Exercise description
Once the line containing "on the bald" is found, please set it down along with each following line, exactly, to the end of the material.
'''
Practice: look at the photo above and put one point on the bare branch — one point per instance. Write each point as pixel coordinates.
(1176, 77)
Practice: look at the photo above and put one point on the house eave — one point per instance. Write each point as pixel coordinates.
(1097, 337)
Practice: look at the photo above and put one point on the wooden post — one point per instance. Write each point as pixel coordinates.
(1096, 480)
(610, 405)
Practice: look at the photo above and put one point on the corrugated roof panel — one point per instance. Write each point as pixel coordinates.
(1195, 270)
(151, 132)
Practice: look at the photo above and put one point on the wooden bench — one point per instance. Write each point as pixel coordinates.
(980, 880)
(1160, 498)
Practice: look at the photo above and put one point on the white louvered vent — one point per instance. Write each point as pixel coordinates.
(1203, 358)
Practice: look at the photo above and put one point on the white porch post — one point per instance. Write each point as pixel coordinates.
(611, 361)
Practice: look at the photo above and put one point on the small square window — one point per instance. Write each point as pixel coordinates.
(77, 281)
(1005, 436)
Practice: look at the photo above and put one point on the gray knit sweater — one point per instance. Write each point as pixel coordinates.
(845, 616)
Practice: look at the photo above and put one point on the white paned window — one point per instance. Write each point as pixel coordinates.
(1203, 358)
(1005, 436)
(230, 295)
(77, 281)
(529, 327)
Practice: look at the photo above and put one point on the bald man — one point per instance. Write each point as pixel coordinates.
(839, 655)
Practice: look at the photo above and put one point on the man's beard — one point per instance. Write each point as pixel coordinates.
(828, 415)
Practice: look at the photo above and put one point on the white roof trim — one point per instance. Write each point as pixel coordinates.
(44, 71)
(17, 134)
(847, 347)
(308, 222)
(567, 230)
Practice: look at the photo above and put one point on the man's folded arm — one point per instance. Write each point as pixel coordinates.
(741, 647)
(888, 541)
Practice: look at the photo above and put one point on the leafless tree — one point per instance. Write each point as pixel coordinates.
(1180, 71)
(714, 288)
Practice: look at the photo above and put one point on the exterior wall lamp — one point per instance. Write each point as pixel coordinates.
'''
Output of the task
Practice: look at the photo above and put one point on the bald man — one point per instance. Write each point as pixel coordinates.
(839, 655)
Practice: look at the photo above and put one point on the man's beard — one point per instance. Write each point as pixel coordinates.
(828, 415)
Practice: look at the photo above and put one point on the white roof trim — one point per instance. Write each point as pixel coordinates.
(44, 71)
(17, 134)
(847, 347)
(308, 222)
(567, 230)
Practice: look at the photo above and put one point on the man's folded arm — one point per instance. Write each point as pixel coordinates.
(741, 647)
(888, 541)
Practice: look at the photo above and put one point on the leafless tree — one point per instance. Write each point as pixel coordinates.
(1180, 71)
(714, 288)
Practice: look at the photo above and put one point on the exterior wall lamp — one point per instance. Write each point as pixel coordinates.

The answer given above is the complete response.